• _SUPPLIED PASSAGE_:
* * *
Insession writers spoke to different men in the City of Cape Town’s Cape Flats communities, where violent crime that includes abuse against women and children is always reported by the media. The Cape Flats townships that are always referred to as “violent crime hotspots” include Bonteheuwel, Elsies River, Khayelitsha, Manenberg, Heideveld, Hanover Park, Mitchells Plain, and Grassy Park.

Mr Oswald Lynch, a veteran community activist whose activism started in the pre-forced removals era on the Cape Flats, and who stayed in many communities on the Cape Flats, such as Vasco, Goodwood, Elsies River, Bishop Lavis and finally in Mitchells Plain, said from his perspective, gender-based-violence (GBV) is entrenched in the ordinary and working-class family homes.

“It can be said that the current violence is committed by our young men whose role models are their fathers, who abused and continue to abuse their wives. There are, however, other deep socio-economic factors that are the fundamental causes. The question is, how is the cable of socialisation that passes this problem (GBV) from one generation to the next, stopped?”

He said the debate should be focusing on breaking that cycle once and for all. He said the legacy of apartheid must be undone. “Overcrowding, especially in the historically disadvantaged communities, must stop.”

According to Mr Lynch, education, economic emancipation, the provision of decent houses to the needy people, the promotion of morals in our communities, are among the solutions to stop GBV.

Rev Prof Peter Storey said one of the factors among the reasons that are complex, that are behind GBV, is a serious problem of culture. “There are people who regard their culture as beyond justice and God. God is above everything.”

He said culture is changeable and not a static thing. “Men must stop hiding behind culture and use culture to justify their tendencies of abuse. All men must be called upon to begin to recognise the full autonomy and status of women.”

He said the problem of the justification of culture by men manifests itself even at police stations, places where women, who are the victims of GBV, are supposed to enjoy some temporary refuge. “But, regrettably, even at the police stations women are exposed to the perpetuation of violence. When the woman victim opens a charge against the perpetrator, she would be laughed at and ridiculed by the police at the police station.”
* * *
• _WHAT THIS TASK INVOLVES_:
Write what comes next in the article on gender-based violence in the Cape Flats, picking up after its final sentence. The records have nothing to do with this work.

• _INFORMATION SHOWN_:
* * *
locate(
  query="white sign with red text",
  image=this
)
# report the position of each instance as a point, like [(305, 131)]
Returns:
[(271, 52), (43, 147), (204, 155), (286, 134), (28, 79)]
* * *
• _ANSWER TO THIS TASK_:
He said part of the strategies to curb GBV should be a massive education to remove these stereotypes from the minds of men. He also called upon women to continue their struggles against violence that targeted at them. “At some stage in history women changed their sexual behaviour towards men as part of their strategies.”

Mr Russel de Vree, who is a son of an African man and a coloured woman, and who also stayed in different communities in the Cape Flats, also holds a view that GBV is a manifestation or a symptom of a very deep and complex problem which requires a concerted effort to eradicate.

He attributed that deep problem entirely to the system of apartheid. “Unfortunately, the problem is not going to resolve itself, it calls for a mass action in order to remove it. It is with us in our communities and its victims are women in our communities, not women in historically advantaged communities. We must come together to defeat it.” 

Mr Shakes Mashengqana of Khayelitsha’s Site B Section said the problem is the failure of the family and the church units in the community to mould a child. He said families have abandoned their responsibility of instilling the right values that include the values of Ubuntu in children. According to Mr Mashengqana, parents rely on schools for the inculcation of discipline in their children.

“As long as the family unit is folding its hands and just dumping the child at school for the inculcation of values in the mind of the child, the problem of GBV is going to remain alive and very dangerous in this advanced era of the Fourth Industrial Revolution.”

He said as the family unit fails, peers fill the gap and teach the child all the wrong things. Mr Mashengqana called on all the role players, the family, the school, the church, and the entire community to come together.